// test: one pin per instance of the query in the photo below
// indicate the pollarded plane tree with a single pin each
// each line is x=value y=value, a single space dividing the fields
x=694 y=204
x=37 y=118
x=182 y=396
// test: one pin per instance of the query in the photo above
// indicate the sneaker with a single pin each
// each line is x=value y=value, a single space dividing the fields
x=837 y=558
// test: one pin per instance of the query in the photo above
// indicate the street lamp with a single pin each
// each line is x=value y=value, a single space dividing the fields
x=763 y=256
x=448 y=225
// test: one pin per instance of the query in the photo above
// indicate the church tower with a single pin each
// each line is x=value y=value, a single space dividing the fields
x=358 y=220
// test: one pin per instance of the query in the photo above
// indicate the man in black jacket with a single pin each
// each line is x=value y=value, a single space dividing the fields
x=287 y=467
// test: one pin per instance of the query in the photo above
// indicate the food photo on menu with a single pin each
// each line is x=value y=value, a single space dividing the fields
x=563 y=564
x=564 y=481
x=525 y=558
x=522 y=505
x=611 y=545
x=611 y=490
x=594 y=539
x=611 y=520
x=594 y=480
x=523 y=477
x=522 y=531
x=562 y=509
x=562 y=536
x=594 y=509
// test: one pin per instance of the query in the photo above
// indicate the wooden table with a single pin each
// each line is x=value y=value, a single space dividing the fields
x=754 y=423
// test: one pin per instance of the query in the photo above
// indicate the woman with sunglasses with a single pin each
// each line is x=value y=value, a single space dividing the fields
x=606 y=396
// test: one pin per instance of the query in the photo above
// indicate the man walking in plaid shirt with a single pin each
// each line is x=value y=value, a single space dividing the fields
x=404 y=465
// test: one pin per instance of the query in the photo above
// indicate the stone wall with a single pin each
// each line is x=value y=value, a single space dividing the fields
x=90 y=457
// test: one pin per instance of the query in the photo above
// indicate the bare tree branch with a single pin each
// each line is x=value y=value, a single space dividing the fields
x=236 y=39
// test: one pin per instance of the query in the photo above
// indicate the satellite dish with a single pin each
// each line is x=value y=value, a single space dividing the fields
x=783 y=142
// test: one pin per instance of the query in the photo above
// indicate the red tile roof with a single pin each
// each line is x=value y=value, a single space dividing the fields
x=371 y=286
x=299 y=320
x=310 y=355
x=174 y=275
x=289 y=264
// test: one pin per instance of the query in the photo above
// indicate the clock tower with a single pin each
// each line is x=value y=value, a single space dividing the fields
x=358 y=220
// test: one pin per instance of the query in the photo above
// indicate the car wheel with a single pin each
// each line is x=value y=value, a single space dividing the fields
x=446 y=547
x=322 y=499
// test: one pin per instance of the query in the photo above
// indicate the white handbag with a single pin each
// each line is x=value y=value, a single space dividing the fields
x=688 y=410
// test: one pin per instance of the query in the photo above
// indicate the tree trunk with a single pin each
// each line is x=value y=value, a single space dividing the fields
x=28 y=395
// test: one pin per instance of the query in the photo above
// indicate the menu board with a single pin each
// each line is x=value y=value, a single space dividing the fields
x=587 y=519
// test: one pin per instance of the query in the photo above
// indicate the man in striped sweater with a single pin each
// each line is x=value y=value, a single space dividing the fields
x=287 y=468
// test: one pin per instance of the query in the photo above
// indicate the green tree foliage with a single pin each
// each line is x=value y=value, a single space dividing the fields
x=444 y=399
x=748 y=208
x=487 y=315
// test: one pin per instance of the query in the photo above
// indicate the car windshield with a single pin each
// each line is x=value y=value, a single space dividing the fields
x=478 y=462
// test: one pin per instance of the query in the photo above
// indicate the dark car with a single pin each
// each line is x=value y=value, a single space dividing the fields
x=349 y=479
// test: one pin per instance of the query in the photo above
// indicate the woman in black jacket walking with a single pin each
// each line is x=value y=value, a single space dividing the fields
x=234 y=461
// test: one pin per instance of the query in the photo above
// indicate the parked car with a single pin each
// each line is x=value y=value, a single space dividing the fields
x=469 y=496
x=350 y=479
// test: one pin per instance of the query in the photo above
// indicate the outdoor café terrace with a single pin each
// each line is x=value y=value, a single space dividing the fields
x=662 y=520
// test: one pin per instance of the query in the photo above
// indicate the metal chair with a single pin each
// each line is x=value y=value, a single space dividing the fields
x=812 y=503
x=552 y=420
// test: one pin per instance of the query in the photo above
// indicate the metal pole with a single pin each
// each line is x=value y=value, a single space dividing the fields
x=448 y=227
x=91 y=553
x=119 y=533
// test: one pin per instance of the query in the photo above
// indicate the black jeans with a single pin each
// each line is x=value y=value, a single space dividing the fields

#### ASSIGNMENT:
Show every line in the listing above that carries the word "black".

#### RESULT FOR THIS TASK:
// indicate the man in black jacket with a single pin each
// indicate the woman in black jacket walking with a single pin each
// indicate the black jeans with a single pin each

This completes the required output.